Exercise aim: Exact copies of the records below are required.

Material for this exercise:
# # # #
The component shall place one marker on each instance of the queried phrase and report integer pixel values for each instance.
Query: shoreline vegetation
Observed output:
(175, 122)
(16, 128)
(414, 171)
# # # #
Expected answer:
The component shall place one marker on each instance of the queried phrase and report integer pixel values for each instance.
Query: shoreline vegetation
Observed output:
(175, 122)
(16, 128)
(414, 171)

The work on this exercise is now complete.